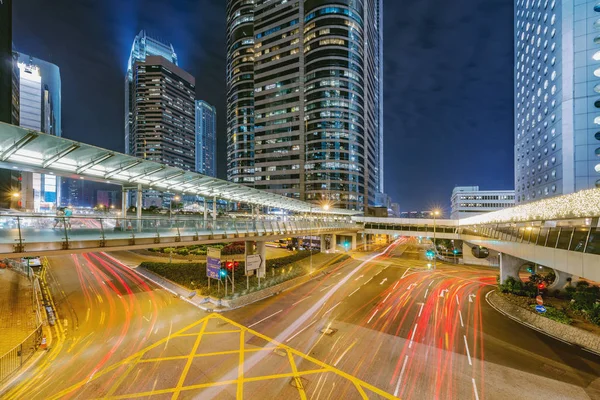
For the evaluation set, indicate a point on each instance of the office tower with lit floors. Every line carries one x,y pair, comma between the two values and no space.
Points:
304,101
557,97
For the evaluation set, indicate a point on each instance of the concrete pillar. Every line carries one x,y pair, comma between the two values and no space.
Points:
☆ ☆ ☆
- STATED PROBLEM
Rewrite every one of the records with "evaluation set" changed to "test set" and everything else left as it is. Leave out the pictures.

- RESULT FOR THIS EXERCISE
For the test set, indicate a point on each instance of the office tower with lit floors. Every line carries one x,y pair, comma between the two values and no space.
Points:
304,101
557,97
For the test set, indicate a point on each instance of the concrete pillar. Every line carries one x,y pair, comma between the two values and no space.
Points:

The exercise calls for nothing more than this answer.